**Exercise text**:
ARIA faculty members have been awarded several federal grants to help further their research. Read about some of our recently funded grants.
Drs. Todd Freeborn and Patricia Parmelee
Project title: “Electrical Impedance-Based Wearable Device for Monitoring Inflammation in Knee Osteoarthritis”
Mechanism: R21 funded by the National Institute of Health
Description: Osteoarthritis (OA) is the most common chronic illness and the leading cause of pain and disability among older adults. As the population ages, prevalence of OA is rising sharply; this, in turn, portends rising rates of disability and health care costs. Inflammation of the joint space is clearly associated with OA pain and stiffness, disability, and progression of the disease. However, there are currently no feasible methods for ambulatory monitoring of joint inflammation. This project therefore will develop and test a wearable device using bio-impedance (electrical resistance) to assess inflammation of the knee joint among persons with knee OA. By clarifying how localized impedance changes are associated with short-term changes in pain and other OA symptoms, this research will lay a foundation for improved management of this very common and disabling condition.
Dr. Rebecca Allen
Project title: “Deep South Comprehensive Graduate Psychology Training Pipeline: Substance and Opioid Use (SUD/OUD) Assessment and Brief Treatment”

**Using the information**:
(a) According to the grants text, why will the knee osteoarthritis project build and test a wearable bio-impedance device? Answer in one to three sentences.
(b) Carry on the grants text from its last line.
The collected data is separate material and has no connection to the grants text.

Collected data:
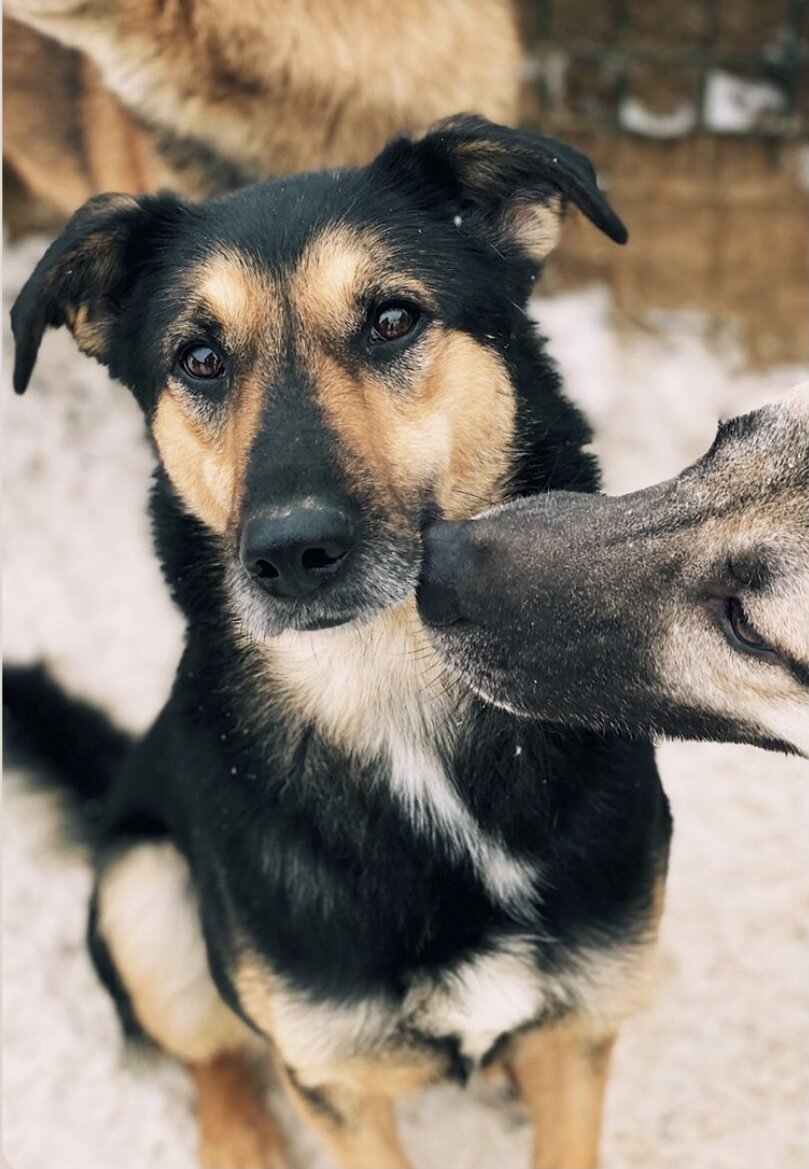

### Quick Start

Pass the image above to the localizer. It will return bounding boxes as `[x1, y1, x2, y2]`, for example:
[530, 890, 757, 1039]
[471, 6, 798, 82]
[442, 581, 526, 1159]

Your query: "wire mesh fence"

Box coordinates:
[521, 0, 809, 139]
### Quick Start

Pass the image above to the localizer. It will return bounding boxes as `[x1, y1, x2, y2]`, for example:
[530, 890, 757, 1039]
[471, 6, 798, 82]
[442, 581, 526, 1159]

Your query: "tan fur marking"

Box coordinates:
[188, 1054, 288, 1169]
[507, 1017, 614, 1169]
[316, 326, 516, 519]
[196, 251, 274, 348]
[289, 226, 433, 340]
[152, 360, 264, 535]
[65, 304, 106, 357]
[98, 844, 255, 1063]
[152, 387, 235, 535]
[286, 1080, 409, 1169]
[506, 195, 563, 260]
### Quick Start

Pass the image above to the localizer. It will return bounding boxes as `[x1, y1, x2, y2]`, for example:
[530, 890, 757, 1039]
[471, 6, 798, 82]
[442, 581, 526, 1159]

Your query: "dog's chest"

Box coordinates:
[261, 943, 554, 1078]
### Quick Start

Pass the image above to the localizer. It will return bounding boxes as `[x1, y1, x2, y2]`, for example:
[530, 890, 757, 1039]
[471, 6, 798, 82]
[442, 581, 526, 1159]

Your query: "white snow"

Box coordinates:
[703, 69, 784, 134]
[618, 97, 697, 138]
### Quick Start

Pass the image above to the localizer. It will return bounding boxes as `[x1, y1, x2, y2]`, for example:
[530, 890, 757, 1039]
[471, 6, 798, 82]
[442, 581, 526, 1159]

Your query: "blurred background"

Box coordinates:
[2, 0, 809, 1169]
[520, 0, 809, 366]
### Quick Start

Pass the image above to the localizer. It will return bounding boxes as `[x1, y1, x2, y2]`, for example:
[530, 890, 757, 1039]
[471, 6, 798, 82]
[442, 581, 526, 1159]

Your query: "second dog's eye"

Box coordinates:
[179, 341, 224, 381]
[725, 596, 775, 655]
[371, 300, 419, 344]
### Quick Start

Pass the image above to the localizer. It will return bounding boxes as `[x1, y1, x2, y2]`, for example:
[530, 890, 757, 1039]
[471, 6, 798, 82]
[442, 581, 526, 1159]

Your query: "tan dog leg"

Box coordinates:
[285, 1074, 409, 1169]
[506, 1021, 615, 1169]
[188, 1053, 288, 1169]
[97, 841, 284, 1169]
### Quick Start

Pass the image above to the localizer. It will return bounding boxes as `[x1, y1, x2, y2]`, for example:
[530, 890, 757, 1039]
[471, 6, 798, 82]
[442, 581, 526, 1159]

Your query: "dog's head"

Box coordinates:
[420, 385, 809, 755]
[12, 117, 625, 636]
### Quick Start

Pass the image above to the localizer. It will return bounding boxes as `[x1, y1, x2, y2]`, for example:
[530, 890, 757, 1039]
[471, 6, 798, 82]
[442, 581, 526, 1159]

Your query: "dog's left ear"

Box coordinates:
[12, 194, 187, 394]
[389, 115, 628, 261]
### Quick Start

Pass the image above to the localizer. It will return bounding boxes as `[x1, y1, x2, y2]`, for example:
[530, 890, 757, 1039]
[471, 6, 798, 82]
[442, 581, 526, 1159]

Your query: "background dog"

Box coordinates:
[420, 378, 809, 754]
[4, 0, 519, 223]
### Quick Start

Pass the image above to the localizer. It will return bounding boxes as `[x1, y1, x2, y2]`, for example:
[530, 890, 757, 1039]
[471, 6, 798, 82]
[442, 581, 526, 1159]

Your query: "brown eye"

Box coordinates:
[725, 596, 775, 653]
[180, 345, 224, 381]
[371, 303, 419, 343]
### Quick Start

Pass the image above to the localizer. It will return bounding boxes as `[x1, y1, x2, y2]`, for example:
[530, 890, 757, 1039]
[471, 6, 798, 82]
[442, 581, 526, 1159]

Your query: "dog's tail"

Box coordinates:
[2, 665, 132, 837]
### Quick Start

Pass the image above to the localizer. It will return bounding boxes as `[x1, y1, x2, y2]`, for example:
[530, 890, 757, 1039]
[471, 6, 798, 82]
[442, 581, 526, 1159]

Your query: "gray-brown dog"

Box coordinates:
[420, 383, 809, 755]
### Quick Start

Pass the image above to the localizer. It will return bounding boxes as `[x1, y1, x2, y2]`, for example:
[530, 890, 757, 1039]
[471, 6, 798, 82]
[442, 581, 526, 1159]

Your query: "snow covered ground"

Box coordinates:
[2, 232, 809, 1169]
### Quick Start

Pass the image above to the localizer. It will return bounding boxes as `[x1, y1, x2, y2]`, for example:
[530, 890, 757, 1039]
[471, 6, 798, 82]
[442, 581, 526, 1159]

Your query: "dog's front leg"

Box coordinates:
[188, 1052, 288, 1169]
[505, 1019, 615, 1169]
[285, 1071, 409, 1169]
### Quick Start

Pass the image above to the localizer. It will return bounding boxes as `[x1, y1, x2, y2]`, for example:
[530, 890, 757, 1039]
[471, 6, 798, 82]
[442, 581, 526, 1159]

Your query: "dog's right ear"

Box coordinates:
[12, 195, 187, 394]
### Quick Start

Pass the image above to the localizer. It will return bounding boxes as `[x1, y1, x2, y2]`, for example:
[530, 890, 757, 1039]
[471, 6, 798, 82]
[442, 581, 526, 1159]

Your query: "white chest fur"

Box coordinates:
[269, 602, 538, 915]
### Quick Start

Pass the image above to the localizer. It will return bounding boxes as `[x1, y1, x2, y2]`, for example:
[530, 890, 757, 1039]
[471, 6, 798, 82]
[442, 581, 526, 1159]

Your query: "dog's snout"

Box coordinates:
[419, 523, 468, 625]
[240, 505, 354, 600]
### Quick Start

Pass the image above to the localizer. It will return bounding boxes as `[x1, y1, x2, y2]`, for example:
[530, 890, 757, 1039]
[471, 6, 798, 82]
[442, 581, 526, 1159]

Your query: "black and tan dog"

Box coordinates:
[6, 117, 670, 1169]
[420, 385, 809, 756]
[4, 0, 519, 226]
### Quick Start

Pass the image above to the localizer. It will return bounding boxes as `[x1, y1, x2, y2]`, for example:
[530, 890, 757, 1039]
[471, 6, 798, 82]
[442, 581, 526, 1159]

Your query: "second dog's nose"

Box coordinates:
[240, 505, 354, 600]
[417, 521, 466, 625]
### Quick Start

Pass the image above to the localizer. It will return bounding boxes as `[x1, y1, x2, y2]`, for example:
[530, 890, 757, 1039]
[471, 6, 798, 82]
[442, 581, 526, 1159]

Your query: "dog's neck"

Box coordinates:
[265, 600, 470, 758]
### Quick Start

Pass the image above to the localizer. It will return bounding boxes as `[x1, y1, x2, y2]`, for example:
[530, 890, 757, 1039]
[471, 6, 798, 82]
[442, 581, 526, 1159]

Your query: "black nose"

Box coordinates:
[417, 521, 468, 625]
[240, 504, 354, 600]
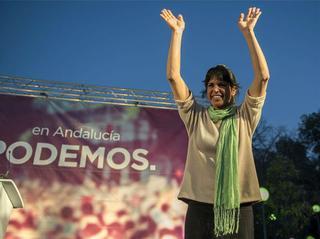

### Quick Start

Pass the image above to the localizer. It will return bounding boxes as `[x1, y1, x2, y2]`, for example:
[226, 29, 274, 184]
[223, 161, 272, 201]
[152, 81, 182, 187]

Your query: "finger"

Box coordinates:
[255, 12, 262, 20]
[238, 13, 244, 22]
[160, 13, 167, 21]
[168, 10, 175, 18]
[246, 7, 252, 20]
[161, 9, 169, 20]
[178, 14, 184, 22]
[251, 7, 256, 17]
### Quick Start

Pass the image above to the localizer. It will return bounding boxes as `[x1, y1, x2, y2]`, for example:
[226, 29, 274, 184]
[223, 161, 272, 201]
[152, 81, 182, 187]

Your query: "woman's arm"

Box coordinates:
[238, 7, 270, 97]
[160, 9, 189, 100]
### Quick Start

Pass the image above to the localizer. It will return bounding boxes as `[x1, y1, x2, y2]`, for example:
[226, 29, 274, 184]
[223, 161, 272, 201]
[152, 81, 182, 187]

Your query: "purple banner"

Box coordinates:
[0, 95, 187, 239]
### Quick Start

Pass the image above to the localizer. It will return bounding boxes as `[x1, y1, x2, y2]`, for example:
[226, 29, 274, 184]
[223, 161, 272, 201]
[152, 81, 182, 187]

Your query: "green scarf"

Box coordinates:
[208, 106, 240, 236]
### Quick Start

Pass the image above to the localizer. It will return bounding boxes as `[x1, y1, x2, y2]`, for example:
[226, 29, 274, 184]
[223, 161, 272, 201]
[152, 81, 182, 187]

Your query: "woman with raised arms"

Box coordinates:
[160, 7, 270, 239]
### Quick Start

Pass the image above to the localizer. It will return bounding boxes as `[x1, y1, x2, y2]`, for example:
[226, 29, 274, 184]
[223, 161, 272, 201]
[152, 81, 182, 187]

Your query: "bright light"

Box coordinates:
[260, 187, 269, 202]
[312, 204, 320, 213]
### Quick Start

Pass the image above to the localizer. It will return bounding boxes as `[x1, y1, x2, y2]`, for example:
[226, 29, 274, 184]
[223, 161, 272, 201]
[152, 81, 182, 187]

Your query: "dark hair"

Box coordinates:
[202, 65, 240, 97]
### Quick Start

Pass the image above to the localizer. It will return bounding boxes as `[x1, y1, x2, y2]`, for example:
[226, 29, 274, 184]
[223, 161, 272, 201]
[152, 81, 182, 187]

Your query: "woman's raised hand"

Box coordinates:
[160, 9, 185, 33]
[238, 7, 262, 32]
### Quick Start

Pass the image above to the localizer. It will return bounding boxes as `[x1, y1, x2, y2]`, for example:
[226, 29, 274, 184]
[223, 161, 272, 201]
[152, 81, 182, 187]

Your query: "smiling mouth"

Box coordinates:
[212, 95, 222, 100]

**Answers to the problems**:
(a) Inflammation of the joint space is clearly associated with OA pain, stiffness, disability and disease progression, yet there are currently no feasible methods for ambulatory monitoring of joint inflammation. The project will therefore develop a wearable device that uses bio-impedance to assess knee joint inflammation in people with knee OA.

(b)
Description: The purpose is to address the mental health provider shortage in West Alabama with a focus on SUD/OUD by expanding and enhancing integrated, interprofessional behavioral health training within the clinical psychology graduate training program at UA. Our diverse interprofessional training team will develop new practicum experiences based in primary medical care settings focused on assessment, treatment and prevention of SUD/OUD in two rural medical clinics and an urban federally qualified health center (FQHC).
Dr. Lynn Snow
Project title: “ Enhancing Sleep Quality for Nursing Home Residents with Dementia: Pragmatic Trial of an Evidence-Based Frontline Huddling Program”
Mechanism: R61/R33 funded by the National Institute of Health
Description: This study will improve clinical outcomes for an important, growing, and vulnerable population—nursing home (NH) residents with Alzheimer’s disease or related dementias (ADRDs)—by implementing an evidence-based intervention (LOCK) to improve these residents’ sleep. It will also significantly increase our understanding of how to implement and sustain nursing home interventions.